**DATA PROVIDED**:
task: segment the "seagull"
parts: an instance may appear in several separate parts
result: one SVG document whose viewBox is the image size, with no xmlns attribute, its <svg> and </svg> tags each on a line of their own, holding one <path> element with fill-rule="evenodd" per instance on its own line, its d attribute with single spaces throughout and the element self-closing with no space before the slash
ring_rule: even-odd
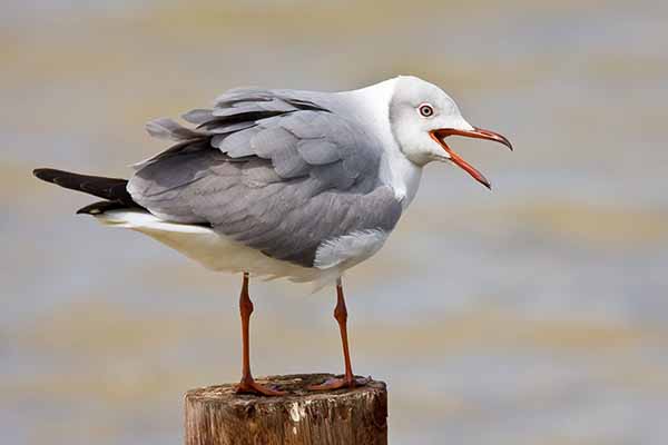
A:
<svg viewBox="0 0 668 445">
<path fill-rule="evenodd" d="M 487 139 L 439 87 L 412 76 L 340 92 L 237 88 L 213 108 L 160 118 L 150 136 L 171 146 L 129 179 L 39 168 L 39 179 L 102 198 L 77 211 L 148 235 L 204 267 L 242 275 L 237 393 L 284 394 L 250 373 L 250 277 L 335 286 L 345 374 L 313 389 L 365 383 L 353 374 L 342 277 L 376 254 L 415 197 L 431 161 L 488 179 L 445 139 Z"/>
</svg>

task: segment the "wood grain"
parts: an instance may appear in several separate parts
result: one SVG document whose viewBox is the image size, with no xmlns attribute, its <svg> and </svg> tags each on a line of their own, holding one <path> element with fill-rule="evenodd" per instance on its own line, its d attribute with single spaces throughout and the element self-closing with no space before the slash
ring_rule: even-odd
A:
<svg viewBox="0 0 668 445">
<path fill-rule="evenodd" d="M 281 397 L 237 395 L 234 385 L 186 394 L 186 445 L 385 445 L 387 392 L 371 380 L 354 389 L 312 392 L 330 374 L 273 376 L 258 383 Z"/>
</svg>

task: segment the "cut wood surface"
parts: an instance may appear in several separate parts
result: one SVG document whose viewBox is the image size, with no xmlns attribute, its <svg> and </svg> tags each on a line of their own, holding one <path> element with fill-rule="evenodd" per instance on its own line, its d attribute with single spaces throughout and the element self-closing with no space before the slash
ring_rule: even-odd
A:
<svg viewBox="0 0 668 445">
<path fill-rule="evenodd" d="M 257 382 L 287 392 L 235 394 L 227 384 L 186 394 L 186 445 L 384 445 L 387 392 L 383 382 L 331 392 L 308 390 L 331 374 L 286 375 Z"/>
</svg>

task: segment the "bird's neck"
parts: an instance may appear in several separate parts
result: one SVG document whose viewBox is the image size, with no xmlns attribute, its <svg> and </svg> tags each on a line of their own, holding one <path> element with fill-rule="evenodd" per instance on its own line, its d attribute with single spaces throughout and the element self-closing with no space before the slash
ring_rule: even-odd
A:
<svg viewBox="0 0 668 445">
<path fill-rule="evenodd" d="M 375 129 L 383 148 L 380 179 L 392 187 L 394 196 L 405 210 L 420 187 L 422 166 L 405 157 L 390 127 L 390 101 L 395 83 L 396 79 L 390 79 L 350 93 L 355 99 L 357 110 L 364 115 L 364 121 Z"/>
</svg>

**SHORT EXERCISE**: From the data above, write out everything exactly except the pictures.

**ANSWER TO THIS EXERCISE**:
task: segment the "seagull"
parts: an instance may appear in several separate parts
result: one SVG document whose viewBox is the image size, with no xmlns attribute, its <svg> and </svg> tags each on a line of their own, holding one <path> element with fill-rule="evenodd" per instance on its own line, its d attribute with single spaces throughout and the element self-closing with no space before the slash
ring_rule: even-odd
A:
<svg viewBox="0 0 668 445">
<path fill-rule="evenodd" d="M 487 139 L 439 87 L 412 76 L 340 92 L 237 88 L 213 108 L 160 118 L 150 136 L 171 146 L 129 179 L 39 168 L 39 179 L 102 198 L 77 211 L 148 235 L 204 267 L 242 275 L 237 393 L 284 394 L 250 373 L 250 277 L 335 286 L 345 374 L 313 389 L 365 383 L 353 374 L 342 277 L 376 254 L 415 197 L 431 161 L 488 179 L 445 139 Z"/>
</svg>

task: segment the "wood grain"
parts: an instance may appear in several separate parts
result: one SVG document whose viewBox is the image size, with no xmlns attribute, its <svg> and </svg> tags each on a line of their own, holding one <path> element with fill-rule="evenodd" per instance on its own line, its d attribute with single spaces throughout and the element self-closing with no space before the slash
ring_rule: even-odd
A:
<svg viewBox="0 0 668 445">
<path fill-rule="evenodd" d="M 281 397 L 237 395 L 234 385 L 186 394 L 186 445 L 385 445 L 387 392 L 371 380 L 354 389 L 312 392 L 330 374 L 273 376 L 258 383 Z"/>
</svg>

task: segment the "cut wood surface"
parts: an instance may appear in several separate parts
result: one SVG document whose viewBox is the image size, with no xmlns attribute, its <svg> and </svg> tags each on a line of their own, holding one <path> element with fill-rule="evenodd" per instance on its own line, its d attribute with single spaces throughout and the element self-closing with no space before the slash
ring_rule: even-odd
A:
<svg viewBox="0 0 668 445">
<path fill-rule="evenodd" d="M 257 382 L 287 392 L 235 394 L 227 384 L 186 394 L 186 445 L 384 445 L 387 392 L 383 382 L 331 392 L 308 390 L 331 374 L 286 375 Z"/>
</svg>

task: segment the "bird's neck"
parts: an instance may appear in several separate parts
result: one SVG document whose viewBox is the image size, with no xmlns attribute, its <svg> and </svg> tags each on a line of their own, holding one <path> element with fill-rule="evenodd" per instance on its own line, its d attribute with single spaces throughout and the element self-closing with no space before the slash
ring_rule: even-odd
A:
<svg viewBox="0 0 668 445">
<path fill-rule="evenodd" d="M 375 129 L 383 148 L 380 179 L 392 187 L 394 196 L 405 210 L 420 187 L 422 166 L 405 157 L 390 127 L 390 101 L 395 83 L 396 79 L 390 79 L 350 93 L 355 99 L 357 110 L 364 115 L 364 121 Z"/>
</svg>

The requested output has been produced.